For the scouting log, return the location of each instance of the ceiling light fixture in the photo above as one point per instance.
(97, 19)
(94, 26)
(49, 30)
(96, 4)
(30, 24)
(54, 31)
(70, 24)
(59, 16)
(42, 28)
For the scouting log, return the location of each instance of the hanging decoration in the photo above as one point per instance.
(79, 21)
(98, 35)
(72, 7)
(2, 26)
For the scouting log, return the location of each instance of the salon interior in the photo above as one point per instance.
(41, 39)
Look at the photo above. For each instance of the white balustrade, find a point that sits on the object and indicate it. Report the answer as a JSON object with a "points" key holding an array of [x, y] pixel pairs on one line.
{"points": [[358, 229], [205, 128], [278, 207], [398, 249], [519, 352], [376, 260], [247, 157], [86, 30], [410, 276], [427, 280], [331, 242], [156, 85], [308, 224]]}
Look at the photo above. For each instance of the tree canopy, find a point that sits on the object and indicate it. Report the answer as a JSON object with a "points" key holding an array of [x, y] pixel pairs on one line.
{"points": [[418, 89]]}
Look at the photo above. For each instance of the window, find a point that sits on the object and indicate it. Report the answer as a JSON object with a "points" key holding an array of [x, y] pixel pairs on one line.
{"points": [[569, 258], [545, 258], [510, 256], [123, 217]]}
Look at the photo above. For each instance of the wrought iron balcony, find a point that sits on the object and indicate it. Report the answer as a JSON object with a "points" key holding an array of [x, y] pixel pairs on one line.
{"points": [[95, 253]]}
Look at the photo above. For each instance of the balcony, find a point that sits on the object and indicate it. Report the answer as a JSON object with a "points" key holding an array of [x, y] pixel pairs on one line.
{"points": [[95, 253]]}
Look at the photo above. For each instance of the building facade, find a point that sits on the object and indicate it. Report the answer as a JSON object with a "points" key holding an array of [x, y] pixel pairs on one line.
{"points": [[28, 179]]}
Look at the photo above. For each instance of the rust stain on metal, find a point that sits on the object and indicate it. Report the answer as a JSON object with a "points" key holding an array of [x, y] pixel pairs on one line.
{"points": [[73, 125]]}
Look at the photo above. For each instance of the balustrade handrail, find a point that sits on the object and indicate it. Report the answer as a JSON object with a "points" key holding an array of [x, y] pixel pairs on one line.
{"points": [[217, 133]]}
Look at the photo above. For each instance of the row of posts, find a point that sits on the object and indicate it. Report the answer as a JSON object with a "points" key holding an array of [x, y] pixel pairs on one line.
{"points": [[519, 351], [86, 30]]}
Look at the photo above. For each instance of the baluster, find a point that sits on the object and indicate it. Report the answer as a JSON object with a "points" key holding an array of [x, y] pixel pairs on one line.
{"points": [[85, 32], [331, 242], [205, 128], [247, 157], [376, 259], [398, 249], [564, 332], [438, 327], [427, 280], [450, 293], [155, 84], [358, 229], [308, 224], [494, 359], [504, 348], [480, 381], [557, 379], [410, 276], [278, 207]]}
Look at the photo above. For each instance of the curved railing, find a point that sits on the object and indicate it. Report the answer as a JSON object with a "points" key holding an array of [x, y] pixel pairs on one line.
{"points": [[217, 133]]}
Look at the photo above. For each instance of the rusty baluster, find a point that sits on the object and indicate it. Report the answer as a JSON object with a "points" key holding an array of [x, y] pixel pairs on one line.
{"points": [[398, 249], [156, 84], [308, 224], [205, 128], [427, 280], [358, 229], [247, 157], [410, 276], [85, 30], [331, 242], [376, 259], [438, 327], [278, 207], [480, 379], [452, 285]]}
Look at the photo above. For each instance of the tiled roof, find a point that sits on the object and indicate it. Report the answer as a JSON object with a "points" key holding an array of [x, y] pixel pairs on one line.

▸ **To do**:
Retype every line of the listing exactly as it appears.

▸ **Written answer**:
For the scouting log, return the location of each instance of the ceiling light fixture in the photo above as one point per instance.
(97, 19)
(94, 26)
(49, 30)
(96, 4)
(30, 24)
(54, 31)
(70, 24)
(59, 16)
(42, 28)
For the scouting log, return the location of each instance of the hanging decoration in the photo above as one point per instance.
(79, 21)
(98, 35)
(72, 7)
(2, 26)
For the scouting log, return the location of each instance of the salon interior in the photo above as one point per instance.
(41, 39)
Look at the photo above. For each instance of the white balustrade, find a point that sits on the object and indicate it. Report the answer as a JSON object with a "points" key holding an array of [x, y] pixel pairs on one line.
{"points": [[358, 229], [205, 128], [278, 207], [398, 249], [519, 352], [376, 260], [247, 157], [86, 30], [410, 276], [427, 280], [331, 242], [156, 85], [308, 224]]}
Look at the photo above. For each instance of the tree canopy, find a point that sits on the object and indicate it. Report the answer as a JSON object with a "points" key holding an array of [x, y] pixel pairs on one line.
{"points": [[418, 89]]}
Look at the photo above. For each instance of the window, find a point that sits on the object and indicate it. Report the answer as a JSON object with a "points" key holding an array of [x, y] pixel pairs on one line.
{"points": [[569, 258], [545, 258], [510, 256], [123, 217]]}
Look at the photo above. For each instance of the wrought iron balcony, find a point that sits on the object and indicate it. Report the answer as a JSON object with a "points" key holding an array of [x, y] pixel pairs on one line.
{"points": [[95, 253]]}
Look at the photo above. For each instance of the balcony, find a point that sits on the object and indicate it. Report the answer as a JSON object with a "points" key holding an array of [x, y] pixel pairs on one line.
{"points": [[95, 253]]}
Look at the photo above. For each instance of the building facade, find a point that sits on the object and indicate it. Report the answer as a JSON object with a "points" key holding an array of [x, y] pixel pairs on one line.
{"points": [[28, 179]]}
Look at the photo above. For each instance of the rust stain on metal, find a point that sits on the object and indicate it. Report the answer as a JSON object with a "points" key holding an array of [x, y] pixel pairs on one line.
{"points": [[73, 125]]}
Look at the photo above. For each instance of the balustrade handrail, find a point that sits on the object and indicate it. Report the answer as a JSON object with a "points" key holding an array of [x, y] pixel pairs on one line.
{"points": [[217, 133]]}
Look at the photo above. For each instance of the row of posts, find a point that sits on the object and indicate it. Report the answer as a JSON object with a "points" key holding an array of [x, y] pixel pairs on one line.
{"points": [[519, 351], [86, 30]]}
Look at the photo above. For each instance of the baluster, find a point that sits on the object and indicate it. Report the answer as a JSON object with a "points" key holding an array of [x, y] pixel pairs on one line.
{"points": [[85, 32], [331, 242], [205, 128], [247, 157], [376, 259], [398, 249], [564, 332], [438, 327], [427, 280], [450, 293], [155, 84], [358, 229], [308, 224], [494, 359], [504, 348], [480, 381], [557, 379], [410, 276], [278, 207]]}
Look at the photo above. For each instance of the curved railing, find a point that sits on the object and indicate it. Report the answer as a JSON object with a "points" key holding an array of [x, y] pixel pairs on one line.
{"points": [[217, 133]]}
Look at the photo above. For each instance of the rusty baluster, find a point that sits on the object and indicate it. Report the answer as a JSON object with a "points" key holding an array of [x, y] pixel pairs on one line.
{"points": [[398, 249], [156, 84], [308, 224], [205, 128], [427, 280], [358, 229], [247, 157], [410, 276], [85, 30], [331, 242], [376, 259], [438, 327], [278, 207], [480, 379], [452, 285]]}
Look at the photo above. For each instance of the tiled roof, find a point that sits on the object and indicate it. Report the answer as a JSON object with a "points" key holding an array of [x, y] pixel pairs on one line.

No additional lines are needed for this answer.